TASK OBJECTIVE: Print only the line with "bare arm, one per instance" and the lines after it, ending with the last line of the material, each exactly as it stands.

+--

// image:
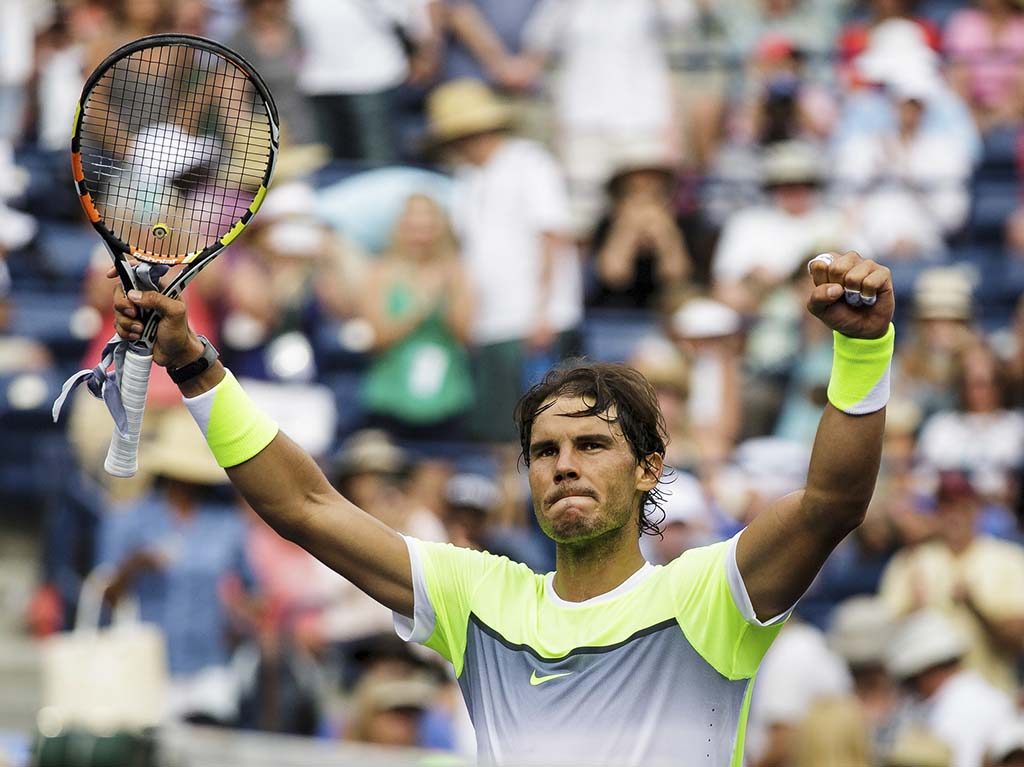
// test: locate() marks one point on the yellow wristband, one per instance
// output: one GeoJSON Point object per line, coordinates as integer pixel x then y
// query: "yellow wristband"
{"type": "Point", "coordinates": [859, 382]}
{"type": "Point", "coordinates": [235, 428]}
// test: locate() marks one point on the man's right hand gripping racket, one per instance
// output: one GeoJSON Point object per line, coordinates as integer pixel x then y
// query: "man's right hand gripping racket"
{"type": "Point", "coordinates": [173, 146]}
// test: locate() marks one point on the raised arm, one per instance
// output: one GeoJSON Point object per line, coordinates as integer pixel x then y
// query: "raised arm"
{"type": "Point", "coordinates": [282, 482]}
{"type": "Point", "coordinates": [781, 551]}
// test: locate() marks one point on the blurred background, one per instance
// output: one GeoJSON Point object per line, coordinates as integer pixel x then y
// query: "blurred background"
{"type": "Point", "coordinates": [468, 192]}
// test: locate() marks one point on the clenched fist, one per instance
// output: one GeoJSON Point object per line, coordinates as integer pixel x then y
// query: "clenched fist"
{"type": "Point", "coordinates": [851, 272]}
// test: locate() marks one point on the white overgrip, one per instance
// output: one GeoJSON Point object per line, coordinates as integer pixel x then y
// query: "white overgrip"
{"type": "Point", "coordinates": [122, 458]}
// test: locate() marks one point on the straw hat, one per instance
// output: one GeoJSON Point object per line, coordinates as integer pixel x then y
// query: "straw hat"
{"type": "Point", "coordinates": [177, 451]}
{"type": "Point", "coordinates": [464, 108]}
{"type": "Point", "coordinates": [923, 641]}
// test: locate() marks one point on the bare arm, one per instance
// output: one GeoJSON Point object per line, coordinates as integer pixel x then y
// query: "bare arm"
{"type": "Point", "coordinates": [283, 483]}
{"type": "Point", "coordinates": [781, 551]}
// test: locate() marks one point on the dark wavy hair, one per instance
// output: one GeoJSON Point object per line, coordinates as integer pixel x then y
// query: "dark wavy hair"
{"type": "Point", "coordinates": [608, 385]}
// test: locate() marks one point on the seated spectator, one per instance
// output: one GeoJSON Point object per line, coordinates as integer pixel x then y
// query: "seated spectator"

+--

PROBLEM SOLUTION:
// test: locate() marks one point on the bare arm, one per instance
// output: one GeoJSON Point object per line, coordinates as integer pixel x then y
// query: "bare arm"
{"type": "Point", "coordinates": [283, 483]}
{"type": "Point", "coordinates": [781, 551]}
// test: locate() marks one point on the dark wavy hair, one per instance
// output: one GeoJSON Point object per line, coordinates as integer pixel x then y
// query: "dark wavy hair"
{"type": "Point", "coordinates": [608, 385]}
// test: locate() marks one point on the seated spectator, one per instance
// output: one GeoJSON Point object per line, coordinates as integer pixel x then y
// query: "seated spectator"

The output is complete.